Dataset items
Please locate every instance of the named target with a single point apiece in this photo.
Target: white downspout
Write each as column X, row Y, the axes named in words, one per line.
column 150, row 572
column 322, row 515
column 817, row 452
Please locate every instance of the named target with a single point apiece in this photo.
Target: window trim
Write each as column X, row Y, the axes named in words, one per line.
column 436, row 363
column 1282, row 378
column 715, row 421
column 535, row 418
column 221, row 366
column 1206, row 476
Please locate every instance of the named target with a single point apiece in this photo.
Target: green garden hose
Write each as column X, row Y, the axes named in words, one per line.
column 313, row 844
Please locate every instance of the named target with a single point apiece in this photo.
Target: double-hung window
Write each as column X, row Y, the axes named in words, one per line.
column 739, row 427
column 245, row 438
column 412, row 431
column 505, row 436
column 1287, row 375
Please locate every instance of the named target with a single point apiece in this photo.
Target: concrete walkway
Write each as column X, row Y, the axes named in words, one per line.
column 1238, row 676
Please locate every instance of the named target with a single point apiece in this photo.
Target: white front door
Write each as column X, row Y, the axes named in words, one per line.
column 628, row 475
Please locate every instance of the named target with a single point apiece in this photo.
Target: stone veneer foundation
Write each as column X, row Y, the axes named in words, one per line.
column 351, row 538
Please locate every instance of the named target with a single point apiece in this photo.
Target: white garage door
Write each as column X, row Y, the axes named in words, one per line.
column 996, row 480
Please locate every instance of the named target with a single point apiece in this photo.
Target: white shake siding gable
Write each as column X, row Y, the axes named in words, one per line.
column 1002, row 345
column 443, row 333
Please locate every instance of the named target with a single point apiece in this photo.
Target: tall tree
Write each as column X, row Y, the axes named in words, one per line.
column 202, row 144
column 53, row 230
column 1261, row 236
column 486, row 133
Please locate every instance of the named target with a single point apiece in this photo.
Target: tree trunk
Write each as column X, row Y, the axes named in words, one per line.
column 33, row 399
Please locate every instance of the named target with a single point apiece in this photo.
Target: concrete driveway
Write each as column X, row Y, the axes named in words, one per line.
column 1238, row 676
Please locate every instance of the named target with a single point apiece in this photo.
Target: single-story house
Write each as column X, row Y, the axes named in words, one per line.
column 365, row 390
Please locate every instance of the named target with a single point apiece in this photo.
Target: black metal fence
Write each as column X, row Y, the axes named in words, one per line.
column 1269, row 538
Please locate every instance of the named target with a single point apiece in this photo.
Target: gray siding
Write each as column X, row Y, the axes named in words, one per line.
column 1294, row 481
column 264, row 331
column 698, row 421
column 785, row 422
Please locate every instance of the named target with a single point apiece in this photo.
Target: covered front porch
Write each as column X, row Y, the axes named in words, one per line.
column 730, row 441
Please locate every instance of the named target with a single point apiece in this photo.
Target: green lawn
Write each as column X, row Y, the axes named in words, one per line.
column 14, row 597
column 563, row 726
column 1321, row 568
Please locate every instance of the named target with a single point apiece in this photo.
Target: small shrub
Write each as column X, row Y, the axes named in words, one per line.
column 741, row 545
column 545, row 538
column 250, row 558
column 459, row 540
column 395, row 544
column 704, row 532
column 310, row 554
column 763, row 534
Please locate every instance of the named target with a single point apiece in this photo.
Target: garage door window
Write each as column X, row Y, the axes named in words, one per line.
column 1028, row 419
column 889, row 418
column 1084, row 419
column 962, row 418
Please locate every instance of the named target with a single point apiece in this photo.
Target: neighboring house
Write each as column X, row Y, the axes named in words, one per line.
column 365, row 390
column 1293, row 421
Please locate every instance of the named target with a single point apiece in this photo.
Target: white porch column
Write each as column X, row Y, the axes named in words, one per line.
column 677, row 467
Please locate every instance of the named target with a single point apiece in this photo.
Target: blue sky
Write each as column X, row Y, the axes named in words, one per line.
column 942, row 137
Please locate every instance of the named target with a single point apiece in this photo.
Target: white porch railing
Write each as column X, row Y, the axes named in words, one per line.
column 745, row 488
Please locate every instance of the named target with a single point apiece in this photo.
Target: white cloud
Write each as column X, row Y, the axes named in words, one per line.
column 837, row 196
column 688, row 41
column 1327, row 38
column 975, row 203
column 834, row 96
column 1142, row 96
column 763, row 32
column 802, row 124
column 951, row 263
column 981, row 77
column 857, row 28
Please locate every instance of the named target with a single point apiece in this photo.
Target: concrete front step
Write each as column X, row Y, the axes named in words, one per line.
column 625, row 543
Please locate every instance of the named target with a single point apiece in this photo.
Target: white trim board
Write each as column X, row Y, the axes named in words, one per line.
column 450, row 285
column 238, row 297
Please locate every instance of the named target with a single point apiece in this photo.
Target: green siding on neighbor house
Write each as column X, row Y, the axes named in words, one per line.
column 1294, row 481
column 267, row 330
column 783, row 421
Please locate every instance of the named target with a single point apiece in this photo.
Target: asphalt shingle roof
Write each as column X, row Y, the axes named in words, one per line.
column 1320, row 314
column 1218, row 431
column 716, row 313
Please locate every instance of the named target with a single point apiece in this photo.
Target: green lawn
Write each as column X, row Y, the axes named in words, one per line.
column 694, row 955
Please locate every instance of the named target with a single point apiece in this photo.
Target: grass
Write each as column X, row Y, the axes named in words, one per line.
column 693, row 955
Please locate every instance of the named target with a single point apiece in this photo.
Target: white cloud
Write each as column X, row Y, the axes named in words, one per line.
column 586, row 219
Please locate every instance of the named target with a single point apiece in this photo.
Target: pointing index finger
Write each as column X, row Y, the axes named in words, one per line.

Task to carry out = The records above should all be quoted exactly, please.

Written answer =
Please locate every instance of the named target with a single point apiece in this photo.
Target: white downspout
Write each as column X, row Y, the axes named in words, one per line.
column 150, row 572
column 322, row 515
column 817, row 452
Please locate every instance of the named target with a single point apiece in this photo.
Target: window trim
Write each as column X, row Y, the axes named in words, one per line.
column 436, row 363
column 1282, row 378
column 715, row 421
column 535, row 418
column 221, row 366
column 1206, row 476
Please locate every instance of the named target with a single point apiece in this photo.
Target: green garden hose
Write each as column X, row Y, the axes named in words, one per line.
column 313, row 844
Please locate every instance of the named target with a single point apiece in this photo.
Target: double-hung window
Write each as column X, row Y, the axes named in words, one per line.
column 739, row 427
column 245, row 438
column 412, row 431
column 505, row 436
column 1287, row 375
Please locate every instance of the named target with a single point apiece in this photo.
Target: concrete walkway
Write each as column X, row Y, the axes named in words, one per line.
column 1238, row 676
Please locate every instance of the named target with a single point apiece in this photo.
Target: white front door
Write each as column X, row Y, the axes named in words, one per line.
column 628, row 475
Please locate every instance of the named target with a single point apiece in this photo.
Target: stone veneer foundation
Write each as column X, row Y, the axes named in words, one per line.
column 351, row 538
Please locate every instance of the named target with a single point apiece in this photo.
Target: white garage door
Write each as column X, row Y, the axes named in words, one per line.
column 996, row 480
Please locate every instance of the named target with a single point apiece in this photo.
Target: white shake siding gable
Write each as column X, row Y, the axes named in words, one per line.
column 1002, row 345
column 443, row 333
Please locate every instance of the named target with a single point apiece in this photo.
Target: tall tree
Write each as column X, row Y, the axes named in words, one per line.
column 202, row 144
column 53, row 230
column 1261, row 236
column 486, row 133
Please locate every instance of the named target with a single point apiece in this photo.
Target: tree trunk
Write each as column X, row Y, the axes named in words, one per line.
column 33, row 399
Please locate every instance of the named target with a single point apiece in this photo.
Target: concrete driveway
Write each as column X, row Y, the axes named in words, one per line.
column 1238, row 676
Please locate every instance of the named target with a single point apiece in this photo.
Target: single-story house
Write each as column X, row Y, the axes named in words, one per line.
column 365, row 390
Please locate every instance of the named target with a single point apiece in this photo.
Target: black metal fence
Write each as column X, row Y, the axes named in words, one per line.
column 1269, row 538
Please locate every instance of the named target with a single point apiece in this photo.
Target: gray siding
Write each as column X, row Y, the axes named in words, one per line.
column 1294, row 481
column 264, row 331
column 698, row 421
column 785, row 422
Please locate every instance of the named target with a single point apiece in this photo.
Target: covered front porch
Write each as column X, row Y, the axes named in words, one per line.
column 730, row 441
Please locate every instance of the named target with a single point apiece in this photo.
Target: green lawn
Write each as column X, row Y, the axes named in words, one per line.
column 14, row 597
column 563, row 726
column 1321, row 568
Please locate every instance of the named target with a single point apiece in this photo.
Target: small shrub
Write each as column X, row Y, the axes named in words, one per line.
column 741, row 545
column 545, row 538
column 250, row 558
column 459, row 540
column 395, row 544
column 704, row 532
column 310, row 554
column 763, row 534
Please locate every instance of the named target with a single point apiece in this photo.
Target: garage door window
Write each as column X, row Y, the axes named in words, one per line.
column 1028, row 419
column 889, row 418
column 1084, row 419
column 962, row 418
Please locate every instance of the named target with a single point apiece in this photo.
Target: neighboring house
Write each as column X, row Y, the axes named in words, one per line.
column 365, row 390
column 1293, row 421
Please locate every instance of the named target with a single point apiece in this photo.
Target: white porch column
Write each as column X, row Y, the axes named in words, one per line.
column 677, row 467
Please locate every instance of the named target with a single point apiece in this photo.
Target: blue sky
Write each as column X, row Y, the axes named in words, one per line.
column 942, row 137
Please locate every instance of the named target with a single point apiece in this photo.
Target: white porch railing
Write each as column X, row Y, the axes named in words, one per line.
column 745, row 488
Please locate every instance of the named target with a single point apiece in this photo.
Target: white cloud
Write each as column X, row Y, the axes named in words, one per line.
column 837, row 196
column 688, row 41
column 1327, row 38
column 975, row 203
column 834, row 96
column 1142, row 96
column 763, row 32
column 802, row 124
column 951, row 263
column 981, row 77
column 857, row 28
Please locate every instance of the named target with a single point apiece in this photo.
Target: concrete front step
Write each as column X, row Y, the axes named in words, one per line.
column 625, row 543
Please locate every instance of the named target with a single point apiece in this photo.
Target: white trim board
Write each as column X, row Y, the axes named in words, one per line.
column 450, row 285
column 238, row 297
Please locate every instance of the named target with a single point apiece in this photo.
Target: green siding on neighbor house
Write each as column X, row Y, the axes named in words, one per line.
column 1294, row 481
column 267, row 330
column 783, row 421
Please locate every instance of the named target with a single point apiece in this photo.
Target: asphalt shingle roof
Write each as column X, row Y, the axes named in words, one per line.
column 1320, row 314
column 1218, row 431
column 716, row 313
Please locate every instance of the named target with a single point apiece in this photo.
Target: green lawn
Write each as column X, row Y, the axes named in words, one per line.
column 694, row 955
Please locate every instance of the named target with a single point apiece in this photo.
Target: grass
Write each as column X, row Y, the axes named in words, one per line.
column 693, row 955
Please locate every instance of the named target with a single point apiece in this photo.
Target: white cloud
Write each as column X, row Y, the axes named in words, one per line.
column 586, row 219
Please locate every instance of the named target with a single point apiece in this photo.
Target: pointing index finger
Write each as column X, row Y, the axes named in words, one per line.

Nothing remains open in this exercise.